Given task.
Replace "pick out" with "locate" in each of the items below, and reproduce them with nothing else changed.

Provided information.
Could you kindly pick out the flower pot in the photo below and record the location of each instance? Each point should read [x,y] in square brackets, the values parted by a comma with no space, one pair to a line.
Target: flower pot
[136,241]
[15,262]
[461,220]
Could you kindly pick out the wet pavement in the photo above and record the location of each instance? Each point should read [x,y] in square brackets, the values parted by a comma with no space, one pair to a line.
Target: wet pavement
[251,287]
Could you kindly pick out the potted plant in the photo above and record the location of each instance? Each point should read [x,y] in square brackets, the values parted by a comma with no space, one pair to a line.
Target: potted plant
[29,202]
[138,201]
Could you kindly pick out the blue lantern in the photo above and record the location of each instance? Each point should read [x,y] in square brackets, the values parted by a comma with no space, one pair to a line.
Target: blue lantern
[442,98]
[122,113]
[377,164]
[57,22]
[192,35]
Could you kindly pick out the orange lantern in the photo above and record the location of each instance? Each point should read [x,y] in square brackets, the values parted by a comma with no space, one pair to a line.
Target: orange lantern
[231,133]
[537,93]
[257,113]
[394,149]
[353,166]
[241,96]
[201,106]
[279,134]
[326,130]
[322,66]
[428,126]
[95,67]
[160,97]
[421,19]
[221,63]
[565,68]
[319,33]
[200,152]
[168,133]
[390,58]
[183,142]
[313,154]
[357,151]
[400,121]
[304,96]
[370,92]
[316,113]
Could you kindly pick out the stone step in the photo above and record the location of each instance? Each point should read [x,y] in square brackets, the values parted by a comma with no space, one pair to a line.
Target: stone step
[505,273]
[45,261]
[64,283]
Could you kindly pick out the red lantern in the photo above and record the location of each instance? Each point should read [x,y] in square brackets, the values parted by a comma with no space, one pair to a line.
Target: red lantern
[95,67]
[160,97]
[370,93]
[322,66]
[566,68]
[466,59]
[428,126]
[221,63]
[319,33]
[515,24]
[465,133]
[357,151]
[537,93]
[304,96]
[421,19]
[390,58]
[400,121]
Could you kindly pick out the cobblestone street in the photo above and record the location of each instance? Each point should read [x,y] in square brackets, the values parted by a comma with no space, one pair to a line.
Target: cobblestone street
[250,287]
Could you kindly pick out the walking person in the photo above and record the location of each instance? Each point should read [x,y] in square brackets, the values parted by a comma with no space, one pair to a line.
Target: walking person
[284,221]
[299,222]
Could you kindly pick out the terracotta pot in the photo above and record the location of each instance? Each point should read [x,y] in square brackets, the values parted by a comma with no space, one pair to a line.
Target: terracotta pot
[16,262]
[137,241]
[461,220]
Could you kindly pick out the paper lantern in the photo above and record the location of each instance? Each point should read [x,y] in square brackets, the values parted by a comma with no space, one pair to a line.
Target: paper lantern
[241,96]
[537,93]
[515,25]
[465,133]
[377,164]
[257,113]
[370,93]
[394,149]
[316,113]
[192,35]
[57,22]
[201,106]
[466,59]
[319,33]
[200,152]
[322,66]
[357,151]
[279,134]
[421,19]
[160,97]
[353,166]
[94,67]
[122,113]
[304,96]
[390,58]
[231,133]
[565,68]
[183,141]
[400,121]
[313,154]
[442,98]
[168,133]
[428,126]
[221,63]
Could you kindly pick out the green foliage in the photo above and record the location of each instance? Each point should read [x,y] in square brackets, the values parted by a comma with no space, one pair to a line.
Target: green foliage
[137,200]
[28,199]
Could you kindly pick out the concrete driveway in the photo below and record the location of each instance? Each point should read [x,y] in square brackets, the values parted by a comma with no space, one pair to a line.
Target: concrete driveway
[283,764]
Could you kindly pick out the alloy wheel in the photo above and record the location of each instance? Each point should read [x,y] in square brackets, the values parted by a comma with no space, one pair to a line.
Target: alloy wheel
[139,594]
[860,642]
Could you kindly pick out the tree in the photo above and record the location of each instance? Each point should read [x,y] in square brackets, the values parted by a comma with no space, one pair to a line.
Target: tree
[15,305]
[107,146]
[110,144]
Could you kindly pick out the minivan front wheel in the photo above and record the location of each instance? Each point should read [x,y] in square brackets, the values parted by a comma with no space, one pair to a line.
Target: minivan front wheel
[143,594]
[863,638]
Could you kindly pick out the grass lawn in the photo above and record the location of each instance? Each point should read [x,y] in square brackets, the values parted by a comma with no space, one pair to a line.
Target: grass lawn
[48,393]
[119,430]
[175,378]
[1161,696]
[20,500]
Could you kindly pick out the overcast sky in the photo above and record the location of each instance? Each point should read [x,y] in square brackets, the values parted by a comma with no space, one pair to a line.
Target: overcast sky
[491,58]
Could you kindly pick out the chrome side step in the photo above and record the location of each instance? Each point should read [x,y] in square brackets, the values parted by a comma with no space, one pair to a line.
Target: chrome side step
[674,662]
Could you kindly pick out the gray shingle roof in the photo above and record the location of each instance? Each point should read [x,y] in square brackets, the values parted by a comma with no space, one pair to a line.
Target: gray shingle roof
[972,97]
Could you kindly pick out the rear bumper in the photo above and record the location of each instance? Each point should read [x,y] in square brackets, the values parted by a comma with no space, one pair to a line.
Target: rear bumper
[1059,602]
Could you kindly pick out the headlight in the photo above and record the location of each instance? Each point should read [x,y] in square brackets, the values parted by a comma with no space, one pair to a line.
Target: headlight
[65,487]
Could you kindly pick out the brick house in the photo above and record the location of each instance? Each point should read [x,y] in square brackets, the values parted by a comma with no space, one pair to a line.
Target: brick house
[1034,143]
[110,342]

Solution to the problem.
Could you kindly locate the flower pot in the photo below and record the location of each instance? Each point should read [x,y] in square brackets, the values parted by a comma with no space, one pair to a line.
Target: flower pot
[136,241]
[15,262]
[461,220]
Could you kindly locate the wet pavement in the photo above and record the location of each instance? Each point should read [x,y] in square brackets, the values parted by a comma with no space, one pair to a line.
Target: wet pavement
[251,287]
Could you kindly locate the potted plant in the photo above and record the location of each instance? Each point should read [x,y] in square brackets, the values parted by a comma with no space, one pair to a line.
Target: potted plant
[29,202]
[138,201]
Could you kindly locate the blue lantern in the photo above and record the location of each instance? Each point should read [x,y] in square brackets, the values parted by a comma with no space, one pair to a line.
Target: blue lantern
[442,98]
[122,113]
[377,164]
[57,22]
[192,35]
Could you kindly locate the orange lantern in the photo above and record the location of each instance? Each point should read [x,y] in square brackets, the values parted by a comma with no space, one pair to a line.
Target: orange lantern
[231,133]
[537,93]
[257,113]
[394,149]
[353,166]
[241,96]
[201,106]
[279,134]
[326,130]
[322,66]
[428,126]
[95,67]
[160,97]
[421,19]
[221,63]
[565,68]
[319,33]
[200,152]
[168,133]
[390,58]
[183,142]
[313,154]
[357,151]
[400,121]
[304,96]
[370,92]
[316,113]
Could you kindly locate the stone step in the photo above and record the location of each instance? Each point should read [x,y] in square brackets, the values parted by a comma with no space, one pair to a line.
Target: stone step
[505,273]
[45,261]
[64,283]
Could you kindly locate the red lantern in the photo above and record the location of each instance? Each point should read [x,y] in square brackets, the values parted by a comma with no space, one pair to a line.
Target: red lantern
[95,67]
[160,97]
[370,93]
[322,66]
[566,68]
[466,59]
[428,126]
[221,63]
[319,33]
[515,24]
[465,133]
[357,151]
[537,93]
[304,96]
[421,19]
[390,58]
[400,121]
Could you kindly locate the cobblestone street in the photo above and record the location of each instance? Each point should read [x,y] in square brackets, the values parted by a comma with no space, one pair to a line.
Target: cobblestone street
[250,287]
Could you kindly locate the walking person in the photo above and record the location of each instance? Each point should read [x,y] in square brackets, the values parted by a comma with no space, one pair to a line.
Target: walking person
[284,221]
[299,222]
Could you kindly locate the terracotta pot in the photo above and record the location of each instance? Each point should read [x,y] in square brackets, the values parted by a comma with no space, one pair to a line.
Target: terracotta pot
[16,262]
[137,241]
[461,220]
Could you kindly locate the paper lantern in the photo above and record the location of each instance? Each point should read [x,y] in square brackets, the values parted by a comma with no space, one pair to a line.
Target: paper lantern
[241,96]
[537,93]
[515,25]
[465,133]
[377,164]
[257,113]
[370,93]
[394,149]
[316,113]
[192,35]
[57,22]
[201,106]
[466,59]
[319,33]
[200,152]
[322,66]
[357,151]
[279,134]
[421,19]
[160,97]
[353,166]
[94,67]
[122,113]
[304,96]
[390,58]
[231,133]
[565,68]
[183,141]
[400,121]
[313,154]
[442,98]
[168,133]
[428,126]
[221,63]
Could you kindly locate the green foliage in the photo above and record the location of each instance? Each point should read [x,y] in square brackets, the values parted by a comma with no space, one pair to a line.
Target: green foliage
[137,200]
[28,199]
Could you kindly locate the concrete driveway in the photo below and record the location of each instance? Each point should read [x,y] in square brackets, the values parted by a comma with no space, one pair to a line.
Target: concrete driveway
[283,764]
Could you kindly locate the alloy wheel in the photo above and record the location of each instance? Each point should read [x,y] in square brackets, the values parted by a comma with no space, one pair to a line.
Target: alloy wheel
[139,594]
[860,642]
Could you kindly locate the tree in the photo above and record the location of each instance? Each point should read [x,y] in square brackets, the values parted by a comma with no space, one pair to a line.
Target: tree
[15,305]
[107,146]
[110,144]
Could you kindly locate the minivan front wheel in the photo above and record the location of each instance? Each point should read [x,y] in square brackets, the values parted by a comma with no space, one pair to a line.
Target: minivan front wheel
[143,594]
[863,638]
Could you kindly locate the grass lawn in the photo above and record the location of each instance? Each point should read [x,y] in square brackets, the values parted by a comma with no space, one pair to a line.
Target: grass lawn
[48,393]
[119,430]
[175,378]
[1161,696]
[20,500]
Could you kindly locate the overcast sky in the photo above and record the location of each instance? Each point should read [x,y] in square brackets, the values parted by a comma with no space, one pair to a line.
Target: overcast sky
[491,58]
Could you kindly locate the chrome side step in the photo above and record the location of each instance? Each point should read [x,y] in square brackets, the values parted by a comma with no space, one pair to a line.
Target: chrome side step
[674,662]
Could you kindly locate the gray shingle roof in the photo above and record the location of each instance? Each point should read [x,y] in square brackets, the values parted by a comma with no space, one pair to a line.
Target: gray shingle roof
[972,97]
Could you kindly locate the rear bumper in the photo above and record the location of each instance? Each point should read [x,y] in square brackets, the values parted by a comma with no space, one pair to a line.
Target: rear bumper
[1059,602]
Could you kindly locate the headlight in the photo above and record the location of each instance? Each point should read [x,y] in square brackets, the values parted by a comma with no space, one pair to a line.
Target: headlight
[65,487]
Could you kindly locate the brick house in the photo above and record the location of each instance? Each point should read [x,y] in square brackets, the values parted by a comma with no space, one pair to a line.
Target: brick house
[1034,143]
[110,342]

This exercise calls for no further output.